Your task – Rewrite as a numbered list the stretch of records below from the line containing "Outline every instance of the small" through the line containing "[[[158,61],[158,66],[160,67],[166,67],[166,60],[160,59]]]", leaving out any blank lines.

Records supplied –
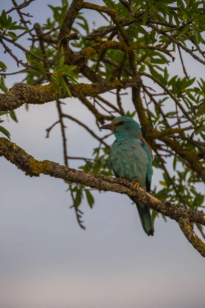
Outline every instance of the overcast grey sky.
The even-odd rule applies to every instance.
[[[48,3],[33,3],[29,7],[35,16],[33,23],[51,14]],[[9,1],[0,4],[1,10],[11,6]],[[91,25],[102,20],[93,12],[86,16]],[[13,64],[3,51],[1,60],[11,69]],[[202,75],[200,65],[184,57],[189,73]],[[171,71],[181,74],[178,64],[176,60]],[[7,80],[10,86],[15,78]],[[66,110],[104,134],[80,102],[66,101]],[[131,99],[126,101],[131,108]],[[16,113],[19,123],[6,124],[12,141],[37,159],[63,163],[59,127],[45,138],[45,128],[57,118],[55,104],[31,105],[29,112],[23,106]],[[69,155],[90,156],[97,143],[73,123],[66,124]],[[70,162],[71,167],[78,165]],[[83,231],[69,209],[63,181],[26,177],[3,158],[0,167],[1,308],[204,307],[204,260],[176,223],[157,220],[154,237],[148,237],[128,198],[96,192],[94,208],[86,202],[82,206],[87,227]],[[158,172],[153,185],[158,184]]]

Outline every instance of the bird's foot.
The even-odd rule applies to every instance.
[[[120,180],[122,180],[123,181],[123,182],[125,183],[125,184],[126,184],[127,181],[127,179],[126,179],[125,178],[122,178],[121,177],[120,177],[119,178],[119,179]]]
[[[137,187],[137,189],[138,189],[139,187],[139,182],[135,182],[135,181],[132,181],[132,182],[134,184],[133,188],[135,188],[136,187]]]

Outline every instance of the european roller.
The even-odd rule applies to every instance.
[[[145,141],[138,123],[129,117],[115,118],[109,124],[100,127],[110,129],[116,139],[111,146],[109,164],[116,178],[126,179],[150,191],[152,153]],[[148,236],[154,235],[154,226],[147,204],[130,197],[137,206],[142,227]]]

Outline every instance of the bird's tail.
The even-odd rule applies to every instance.
[[[154,232],[154,226],[148,206],[147,204],[137,201],[136,199],[134,199],[133,201],[137,206],[141,224],[145,232],[148,236],[153,236]]]

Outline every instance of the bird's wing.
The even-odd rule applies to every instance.
[[[147,178],[146,178],[146,189],[147,191],[150,191],[151,182],[152,181],[152,152],[150,146],[143,137],[141,137],[141,146],[148,153],[148,162],[147,164]]]

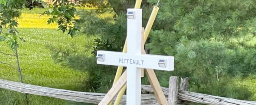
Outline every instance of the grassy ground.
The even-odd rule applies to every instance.
[[[25,83],[48,87],[84,91],[88,75],[84,72],[64,68],[55,63],[47,46],[69,46],[76,44],[81,48],[90,38],[86,36],[71,38],[57,31],[57,25],[48,25],[47,16],[40,16],[47,9],[36,8],[22,11],[18,20],[20,35],[26,42],[19,42],[18,49],[20,64]],[[0,43],[0,51],[12,52],[4,43]],[[15,57],[0,53],[0,60],[16,65]],[[7,65],[0,64],[0,79],[19,81],[18,72]],[[65,105],[64,100],[29,95],[31,105]],[[0,104],[20,105],[24,102],[23,94],[0,89]]]

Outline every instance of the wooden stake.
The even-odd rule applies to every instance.
[[[168,102],[170,105],[176,105],[178,102],[178,81],[179,78],[173,76],[170,77]]]
[[[188,77],[181,78],[180,79],[180,90],[182,91],[188,91]]]
[[[168,105],[165,96],[162,90],[162,88],[156,77],[155,71],[152,69],[147,69],[145,70],[148,81],[152,86],[155,95],[160,105]]]
[[[127,73],[126,70],[98,105],[106,105],[110,103],[120,90],[126,84],[127,79]]]

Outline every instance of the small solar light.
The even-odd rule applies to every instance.
[[[98,61],[104,61],[104,54],[99,54],[96,56]]]
[[[135,19],[135,12],[128,11],[126,14],[127,18],[129,19]]]
[[[158,61],[158,66],[160,67],[166,67],[166,60],[160,59]]]

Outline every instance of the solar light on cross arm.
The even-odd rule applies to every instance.
[[[126,15],[127,17],[129,19],[135,19],[135,12],[134,11],[128,11]]]
[[[98,61],[104,61],[104,54],[98,54],[96,57]]]
[[[159,60],[159,61],[158,61],[158,66],[159,66],[160,67],[166,67],[166,60],[160,59]]]

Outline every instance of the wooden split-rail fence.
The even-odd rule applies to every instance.
[[[169,105],[193,102],[207,105],[256,105],[256,101],[242,100],[187,91],[188,85],[188,78],[181,79],[180,87],[178,89],[178,78],[177,76],[170,77],[169,88],[162,88]],[[96,104],[99,103],[106,94],[55,89],[3,79],[0,79],[0,88],[22,93]],[[154,91],[150,85],[142,85],[141,88],[144,92],[151,93]],[[121,104],[125,104],[126,98],[125,95],[123,96]],[[157,99],[154,94],[141,94],[142,105],[158,104]]]

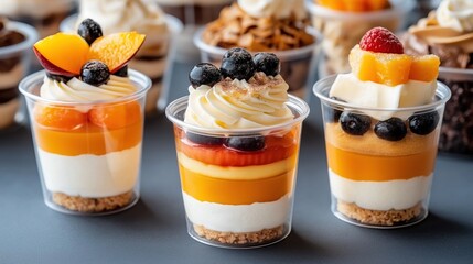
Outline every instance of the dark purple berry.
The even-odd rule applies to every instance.
[[[114,73],[115,76],[128,77],[128,64]]]
[[[277,76],[279,74],[279,58],[273,53],[257,53],[252,58],[256,65],[256,72],[262,72],[267,76]]]
[[[80,78],[89,85],[100,86],[110,79],[110,72],[103,62],[92,59],[82,66]]]
[[[255,75],[256,66],[249,52],[241,47],[234,47],[224,54],[221,72],[224,78],[249,80]]]
[[[375,124],[375,134],[383,140],[400,141],[407,134],[407,128],[399,118],[390,118]]]
[[[415,134],[427,135],[436,130],[440,117],[437,111],[413,114],[408,119],[409,129]]]
[[[215,138],[215,136],[208,136],[197,133],[187,132],[185,133],[187,136],[187,140],[194,142],[195,144],[201,145],[221,145],[224,143],[224,140],[222,138]]]
[[[356,114],[352,112],[342,112],[340,116],[340,124],[343,131],[352,135],[363,135],[372,125],[372,118],[365,114]]]
[[[189,80],[192,87],[197,88],[201,85],[213,86],[222,80],[221,70],[209,63],[201,63],[189,73]]]
[[[104,35],[101,33],[100,25],[92,19],[85,19],[80,22],[77,33],[88,43],[88,45]]]
[[[237,151],[260,151],[265,147],[265,136],[230,136],[226,139],[224,145]]]

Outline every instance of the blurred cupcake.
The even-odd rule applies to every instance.
[[[406,53],[439,56],[439,79],[452,90],[439,148],[473,154],[473,1],[443,0],[402,41]]]
[[[310,29],[303,0],[239,0],[197,32],[203,62],[218,64],[232,47],[272,52],[281,61],[289,92],[305,97],[305,81],[319,37]]]

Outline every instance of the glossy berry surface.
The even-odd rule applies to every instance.
[[[390,118],[375,124],[375,134],[383,140],[400,141],[406,136],[407,128],[401,119]]]
[[[352,135],[363,135],[372,125],[372,119],[365,114],[356,114],[352,112],[342,112],[340,116],[340,124],[343,131]]]
[[[88,43],[88,45],[104,35],[100,25],[92,19],[85,19],[80,22],[77,33]]]
[[[267,76],[277,76],[280,69],[279,58],[273,53],[257,53],[252,58],[256,72],[262,72]]]
[[[201,63],[189,73],[189,81],[192,87],[197,88],[201,85],[213,86],[222,80],[221,70],[209,63]]]
[[[222,58],[221,73],[232,79],[249,80],[255,75],[256,66],[251,54],[244,48],[234,47],[228,50]]]
[[[187,132],[187,133],[185,133],[185,135],[187,136],[187,140],[194,142],[195,144],[221,145],[224,143],[224,139],[222,139],[222,138],[202,135],[202,134],[192,133],[192,132]]]
[[[100,86],[110,79],[110,72],[103,62],[93,59],[82,67],[80,78],[89,85]]]
[[[359,41],[359,48],[375,53],[404,54],[402,43],[393,32],[384,28],[374,28]]]
[[[230,136],[226,139],[224,144],[237,151],[260,151],[265,147],[265,136]]]
[[[437,111],[422,114],[413,114],[408,119],[409,129],[415,134],[427,135],[433,130],[436,130],[439,120],[440,117]]]

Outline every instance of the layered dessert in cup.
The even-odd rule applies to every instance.
[[[61,31],[76,32],[80,21],[88,18],[97,21],[106,35],[127,31],[147,35],[142,47],[129,62],[129,67],[151,78],[153,85],[147,95],[146,112],[155,113],[158,101],[166,97],[161,97],[161,94],[170,89],[174,52],[172,37],[182,31],[181,21],[166,15],[149,0],[80,0],[78,14],[64,20]],[[164,100],[161,105],[165,103]]]
[[[452,91],[439,148],[473,154],[473,2],[444,0],[402,35],[406,53],[440,57],[439,80]]]
[[[352,73],[321,79],[332,211],[362,227],[398,228],[428,215],[449,88],[439,57],[404,54],[388,30],[366,33]]]
[[[171,102],[187,230],[222,248],[276,243],[291,230],[302,121],[275,54],[230,48],[197,64],[190,95]]]
[[[139,199],[143,107],[150,79],[128,69],[144,35],[101,35],[93,20],[33,50],[45,70],[20,82],[26,98],[45,204],[107,215]]]
[[[37,32],[30,25],[0,16],[0,130],[20,123],[24,117],[18,84],[30,69],[31,47]]]
[[[410,0],[305,0],[312,24],[323,35],[319,76],[348,73],[348,54],[375,26],[396,32],[413,8]]]
[[[202,62],[215,65],[232,47],[275,53],[281,59],[281,76],[289,84],[289,92],[305,98],[304,87],[320,41],[309,23],[303,0],[239,0],[197,31],[194,43]]]

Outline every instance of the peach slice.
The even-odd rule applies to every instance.
[[[92,43],[87,61],[101,61],[110,73],[115,73],[135,56],[144,38],[143,34],[137,32],[120,32],[99,37]]]

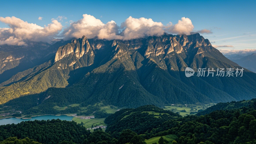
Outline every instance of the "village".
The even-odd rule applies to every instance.
[[[80,119],[91,119],[91,118],[95,118],[94,116],[77,116],[76,115],[76,114],[72,115],[71,115],[71,116],[75,116],[75,117],[79,117],[80,118]]]
[[[106,129],[107,128],[107,126],[103,126],[103,125],[99,125],[99,126],[97,126],[94,127],[93,127],[92,128],[89,128],[87,129],[87,130],[94,130],[94,129],[96,129],[97,128],[100,128],[102,129]]]

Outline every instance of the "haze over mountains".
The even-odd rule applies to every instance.
[[[245,56],[241,54],[233,54],[229,56],[229,59],[240,66],[252,71],[256,73],[256,53],[253,53]]]
[[[198,33],[129,40],[83,36],[68,41],[50,46],[57,51],[55,57],[1,84],[0,103],[11,100],[5,104],[33,110],[72,103],[135,107],[256,97],[256,74],[246,69],[242,77],[185,77],[187,67],[241,68]],[[18,102],[24,100],[29,104]]]

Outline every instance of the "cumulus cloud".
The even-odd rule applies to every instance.
[[[173,26],[172,23],[170,22],[165,27],[165,29],[171,33],[189,35],[194,28],[194,26],[191,20],[188,18],[183,17],[181,18],[181,20],[179,20],[178,23]]]
[[[41,20],[42,18],[40,17],[38,19]],[[126,40],[159,36],[165,32],[189,35],[194,28],[191,20],[185,17],[182,18],[174,25],[170,22],[164,25],[151,19],[137,19],[130,16],[119,26],[114,21],[104,24],[93,16],[85,14],[77,21],[66,21],[66,23],[69,22],[70,26],[60,34],[63,27],[58,21],[67,19],[64,16],[59,16],[52,19],[52,23],[43,27],[14,17],[0,17],[0,21],[8,24],[10,27],[0,28],[0,44],[25,45],[26,40],[48,42],[57,35],[66,40],[81,38],[85,35],[88,38]],[[209,32],[207,30],[201,30],[201,32]]]
[[[234,47],[234,46],[231,45],[217,45],[215,44],[212,44],[212,45],[215,48],[218,47]]]
[[[108,40],[113,39],[122,39],[123,37],[118,35],[119,27],[116,22],[112,20],[108,22],[100,30],[98,35],[100,39]]]
[[[67,18],[65,16],[59,16],[56,19],[60,21],[63,21],[63,20],[67,20]]]
[[[244,50],[219,50],[220,52],[224,54],[247,54],[256,53],[256,49],[245,49]]]
[[[164,26],[151,19],[137,19],[130,16],[119,27],[113,20],[105,24],[92,16],[85,14],[83,17],[78,21],[71,23],[70,26],[64,29],[62,34],[66,39],[78,38],[85,35],[88,38],[97,37],[100,39],[126,40],[161,36],[165,31],[175,34],[189,34],[194,28],[191,20],[185,17],[174,25],[171,23]]]
[[[124,40],[143,37],[150,36],[161,36],[164,34],[163,25],[151,19],[136,19],[130,16],[122,23],[121,28],[124,28],[121,34]]]
[[[98,36],[105,25],[100,20],[92,16],[85,14],[83,17],[70,23],[70,26],[64,30],[63,34],[65,39],[81,38],[83,35],[88,38],[93,38]]]
[[[207,29],[204,29],[196,31],[198,33],[200,34],[212,34],[212,32],[211,30]]]
[[[15,17],[0,17],[0,21],[10,28],[0,28],[0,44],[25,45],[25,41],[49,42],[62,29],[62,26],[56,20],[44,27],[28,23]]]

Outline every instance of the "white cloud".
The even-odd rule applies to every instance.
[[[85,14],[83,18],[70,23],[70,26],[65,29],[63,34],[65,39],[81,38],[86,36],[88,38],[97,36],[105,24],[94,16]]]
[[[25,45],[27,40],[47,42],[55,36],[60,34],[66,39],[81,38],[85,35],[88,38],[98,37],[107,40],[130,40],[149,36],[161,36],[165,31],[188,35],[194,28],[190,20],[185,17],[182,18],[178,23],[174,25],[170,22],[165,26],[151,19],[137,19],[130,16],[119,27],[113,20],[105,24],[90,15],[84,14],[83,17],[76,21],[65,21],[66,23],[69,22],[70,26],[65,28],[61,34],[59,33],[63,27],[58,21],[67,20],[64,16],[52,19],[52,23],[44,27],[28,23],[14,17],[0,17],[0,21],[10,27],[0,29],[0,44]],[[40,17],[38,20],[41,20],[42,18]]]
[[[59,21],[63,21],[63,20],[67,20],[67,17],[65,17],[65,16],[59,16],[58,17],[56,18],[56,19]]]
[[[88,38],[97,37],[100,39],[129,40],[150,36],[160,36],[164,32],[161,22],[151,19],[136,19],[130,17],[123,23],[121,28],[112,20],[107,24],[92,16],[86,14],[83,18],[70,23],[62,34],[65,39],[79,38],[85,35]],[[123,29],[123,31],[119,31]]]
[[[185,34],[189,35],[194,28],[194,26],[191,20],[188,18],[183,17],[181,20],[179,20],[178,23],[172,26],[170,22],[165,27],[165,30],[168,32],[176,34]]]
[[[217,45],[212,44],[212,45],[215,48],[218,47],[234,47],[234,46],[232,45]]]
[[[10,28],[0,28],[0,44],[26,45],[25,41],[49,42],[62,29],[62,26],[56,20],[44,27],[28,23],[15,17],[0,17],[0,21]]]
[[[201,30],[198,30],[196,32],[200,34],[212,34],[212,32],[210,30],[207,29],[204,29]]]
[[[256,49],[245,49],[240,50],[220,49],[219,50],[224,54],[256,53]]]
[[[136,19],[130,16],[122,23],[124,30],[121,33],[124,40],[143,37],[150,36],[161,36],[164,34],[163,25],[151,19]]]
[[[112,20],[104,25],[99,31],[98,35],[100,39],[106,39],[108,40],[113,39],[122,39],[123,36],[118,35],[119,27],[116,22]]]

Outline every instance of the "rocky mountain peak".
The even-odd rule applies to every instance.
[[[56,53],[54,61],[56,62],[73,52],[76,57],[80,59],[88,53],[90,50],[92,50],[92,48],[87,38],[84,36],[82,38],[75,39],[71,43],[60,47]]]

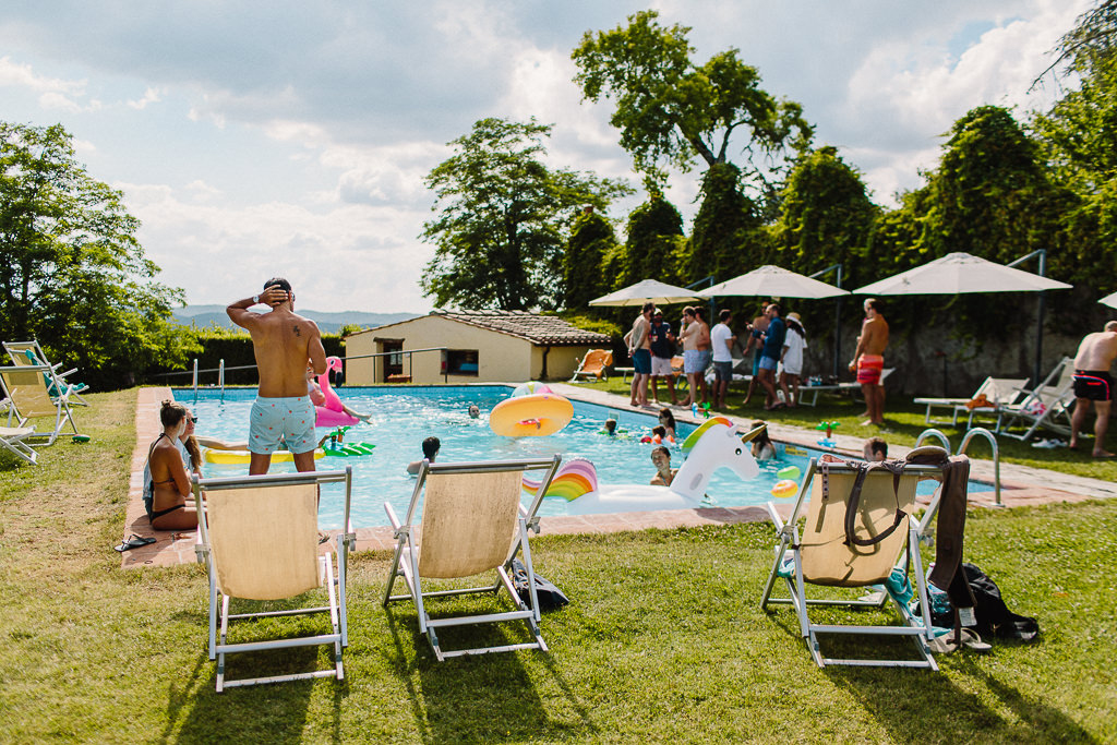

Task output –
1. Outline every instance of the small solar light.
2. The even-odd rule applies to every instance.
3. [[[98,61],[104,61],[104,54],[99,54],[96,56]]]
4. [[[135,19],[135,12],[128,11],[126,14],[127,18],[129,19]]]
5. [[[158,61],[158,66],[160,67],[166,67],[166,60],[160,59]]]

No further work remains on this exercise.